And this wider world may be called “world”. For reasons of simplicity.

By saying “the world came into existence” I merely mean there was a start of it.

edited to fix the link for Polymath
 
Last edited:

thomas t

non-denominational Christian
Maybe instead, try not fighting against science
I didn't.
Since this is an unsubstantiated claim of yours, as there was no quote whatsoever you used for backing up this claim....
I'll wait a bit before I reply to the rest of your posts.
 

thomas t

non-denominational Christian
And that's precisely why such reduction is facile and overly simplistic.
I don't think it was.
Either the world was created or it wasn't.

Either the world has a starting point or it doesn't.

So we arrive at:
A the world was created with no starting point.
B the world was created with a starting point.
C the world was not created and does not have atsarting point (eternal world).
D the world was not created and does have a starting point.

That's what I said.
 

epronovost

Well-Known Member
I don't think it was.
Either the world was created or it wasn't.

Either the world has a starting point or it doesn't.

So we arrive at:
A the world was created with no starting point.
B the world was created with a starting point.
C the world was not created and does not have atsarting point (eternal world).
D the world was not created and does have a starting point.

That's what I said.

I completely understand what your point is, but it remains a reduction to the absurd as it ignores all the subleties of cosmogenenis and the research and philosophical argument on it. That's like if you said about biology that there is only two state of life: dead or alive. That's an absurd simplification and is, in my opinion, "not even wrong".

◇ ◇ ◇ ◇ ◇

WORK ORDER A:
Please retype the part of the forum thread starting with "Since this is" and going on through "and overly simplistic.".
WORK ORDER B:
Answer these questions from the forum thread:
(i) What does the poster mean by saying "the world came into existence"?
(ii) Which letter in the list of options stands for the eternal world?
(iii) Which two states of life does epronovost's biology comparison name?
WORK ORDER C:
Write a continuation of the forum thread, picking up after its last post.

◇ ◇ ◇ ◇ ◇

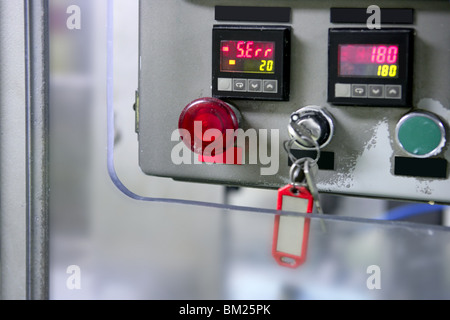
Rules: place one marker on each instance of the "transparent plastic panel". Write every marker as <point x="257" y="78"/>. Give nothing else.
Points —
<point x="119" y="234"/>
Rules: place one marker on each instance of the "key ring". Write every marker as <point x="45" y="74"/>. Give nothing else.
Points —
<point x="288" y="144"/>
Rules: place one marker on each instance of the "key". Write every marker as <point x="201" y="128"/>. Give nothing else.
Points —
<point x="291" y="233"/>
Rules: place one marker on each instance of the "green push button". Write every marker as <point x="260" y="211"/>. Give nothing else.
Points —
<point x="421" y="134"/>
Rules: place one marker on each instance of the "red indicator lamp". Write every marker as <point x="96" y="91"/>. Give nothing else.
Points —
<point x="203" y="114"/>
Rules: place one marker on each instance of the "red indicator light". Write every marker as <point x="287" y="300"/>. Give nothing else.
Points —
<point x="206" y="120"/>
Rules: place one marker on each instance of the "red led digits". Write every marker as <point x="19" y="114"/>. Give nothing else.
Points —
<point x="247" y="56"/>
<point x="203" y="126"/>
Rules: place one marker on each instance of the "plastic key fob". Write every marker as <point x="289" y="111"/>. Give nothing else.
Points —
<point x="290" y="238"/>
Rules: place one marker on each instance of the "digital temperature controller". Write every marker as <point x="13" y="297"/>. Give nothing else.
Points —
<point x="251" y="62"/>
<point x="370" y="67"/>
<point x="247" y="57"/>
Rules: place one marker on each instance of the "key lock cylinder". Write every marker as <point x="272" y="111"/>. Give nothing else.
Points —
<point x="311" y="127"/>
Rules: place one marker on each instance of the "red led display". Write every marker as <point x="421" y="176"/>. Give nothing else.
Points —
<point x="247" y="56"/>
<point x="368" y="60"/>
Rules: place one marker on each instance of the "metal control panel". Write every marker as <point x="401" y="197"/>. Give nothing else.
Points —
<point x="220" y="84"/>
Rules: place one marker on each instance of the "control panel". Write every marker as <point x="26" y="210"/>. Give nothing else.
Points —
<point x="233" y="95"/>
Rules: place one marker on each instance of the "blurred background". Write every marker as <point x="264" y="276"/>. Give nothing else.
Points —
<point x="131" y="249"/>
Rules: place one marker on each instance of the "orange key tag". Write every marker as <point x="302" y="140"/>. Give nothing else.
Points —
<point x="290" y="238"/>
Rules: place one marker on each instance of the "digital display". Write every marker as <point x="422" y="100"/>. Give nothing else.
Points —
<point x="247" y="56"/>
<point x="368" y="60"/>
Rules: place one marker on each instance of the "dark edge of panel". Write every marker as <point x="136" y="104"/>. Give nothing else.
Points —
<point x="326" y="160"/>
<point x="253" y="14"/>
<point x="417" y="167"/>
<point x="360" y="15"/>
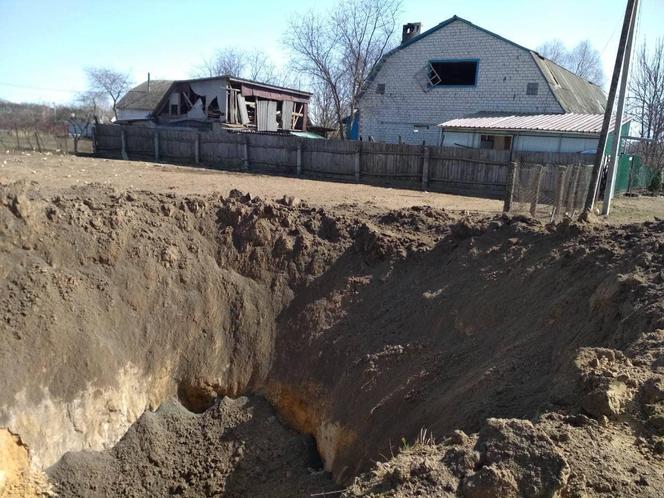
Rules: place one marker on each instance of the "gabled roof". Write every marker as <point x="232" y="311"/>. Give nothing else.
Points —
<point x="587" y="124"/>
<point x="138" y="98"/>
<point x="574" y="94"/>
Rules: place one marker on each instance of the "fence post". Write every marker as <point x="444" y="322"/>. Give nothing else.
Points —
<point x="245" y="158"/>
<point x="511" y="183"/>
<point x="123" y="141"/>
<point x="299" y="158"/>
<point x="37" y="139"/>
<point x="560" y="187"/>
<point x="425" y="168"/>
<point x="574" y="185"/>
<point x="536" y="188"/>
<point x="156" y="144"/>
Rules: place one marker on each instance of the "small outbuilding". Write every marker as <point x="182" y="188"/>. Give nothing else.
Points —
<point x="570" y="132"/>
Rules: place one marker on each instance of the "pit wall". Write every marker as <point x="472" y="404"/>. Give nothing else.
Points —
<point x="358" y="332"/>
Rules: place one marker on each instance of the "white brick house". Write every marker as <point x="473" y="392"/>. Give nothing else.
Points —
<point x="406" y="97"/>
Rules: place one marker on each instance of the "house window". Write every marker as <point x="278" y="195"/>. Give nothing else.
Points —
<point x="453" y="73"/>
<point x="495" y="142"/>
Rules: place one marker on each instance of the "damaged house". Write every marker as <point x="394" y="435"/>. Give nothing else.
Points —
<point x="459" y="70"/>
<point x="216" y="102"/>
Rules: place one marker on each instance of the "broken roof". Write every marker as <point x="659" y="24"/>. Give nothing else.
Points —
<point x="138" y="98"/>
<point x="585" y="124"/>
<point x="573" y="93"/>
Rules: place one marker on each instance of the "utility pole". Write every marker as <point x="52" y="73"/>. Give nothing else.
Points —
<point x="620" y="56"/>
<point x="610" y="187"/>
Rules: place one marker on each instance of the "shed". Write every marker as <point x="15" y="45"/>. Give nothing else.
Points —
<point x="571" y="132"/>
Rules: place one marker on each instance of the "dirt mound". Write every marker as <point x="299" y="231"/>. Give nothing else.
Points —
<point x="542" y="342"/>
<point x="235" y="448"/>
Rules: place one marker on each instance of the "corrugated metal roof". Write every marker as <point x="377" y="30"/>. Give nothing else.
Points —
<point x="140" y="99"/>
<point x="590" y="124"/>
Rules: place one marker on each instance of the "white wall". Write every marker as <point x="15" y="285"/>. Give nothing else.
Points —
<point x="503" y="73"/>
<point x="531" y="143"/>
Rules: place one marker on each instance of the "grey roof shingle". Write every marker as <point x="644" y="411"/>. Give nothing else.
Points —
<point x="139" y="98"/>
<point x="574" y="94"/>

◇ ◇ ◇ ◇ ◇

YOUR RESPONSE A:
Since this is an unsubstantiated claim of yours, as there was no quote whatsoever you used for backing up this claim....
I'll wait a bit before I reply to the rest of your posts.
 

thomas t

non-denominational Christian
And that's precisely why such reduction is facile and overly simplistic.

YOUR RESPONSE B:
(i) That there was a start of it.
(ii) C.
(iii) Dead or alive.

YOUR RESPONSE C:
Yes, this reasonning is facile and caricatural as it ignores, side-step, misrepresent and caricature the problems of cosmogenesis.
 
Last edited:

A Vestigial Mote

Well-Known Member
Any that don't concern themselves with actually representing the reality we can experience and evidence to one another to some accurate degree, yes.

They are expedient, quick explanations for things for which zero evidence is presented or felt to be expected. Which is why the faithful very often find their backs against a very hard and uncomfortable wall when someone actually does ask a question about a provided explanation that exposes that it doesn't adequately cover all aspects of the reality we find ourselves in. Hence the reason that questions in many religious spheres are actively discouraged by the "authorities" of said religion, and the reason believers are so often to be found trying to convince people that they don't have the authority to question God, or that doing so is somehow immoral or harmful. There's nothing to these explanations. Nothing. The above items I commented on are the hallmark activities of people who know they are holding empty bags, even as they'd like to offer them to people as the solution to all their problems.
 

Windwalker

Veteran Member
Premium Member
I didn't.
Since this is an unsubstantiated claim of yours, as there was no quote whatsoever you used for backing up this claim....
The title of the thread alone is a quote. Plus, I've read several of these "questions for atheists" threads of yours, and they usually have to do with rejecting science as an explanation for the natural world.

As in your thread title, "Are Religious Explanations Always Facile?" You call them "explanations", as if they argue against science. Then you set out to position them against what Dawkins, as an evolutionary biologist, believes in has natural explanations. Most clearly, you are not accepting science, and instead are arguing for a "religious explanation" (your words quoted).

I'll wait a bit before I reply to the rest of your posts.
Thanks, I appreciate it. I'd like to have meaningful discussion with you about this.
 

sojourner

Annoyingly Progressive Since 2006
I'll stick with the definitions, not apologetics
In this case, definitions out of context are moot, because we’re dealing with translation, not science. What’s necessary is to understand what the writers meant. The English term “void” cannot, by its definition out of context, be used as a baseline.

And it’s not “apologetics.” It’s exegesis.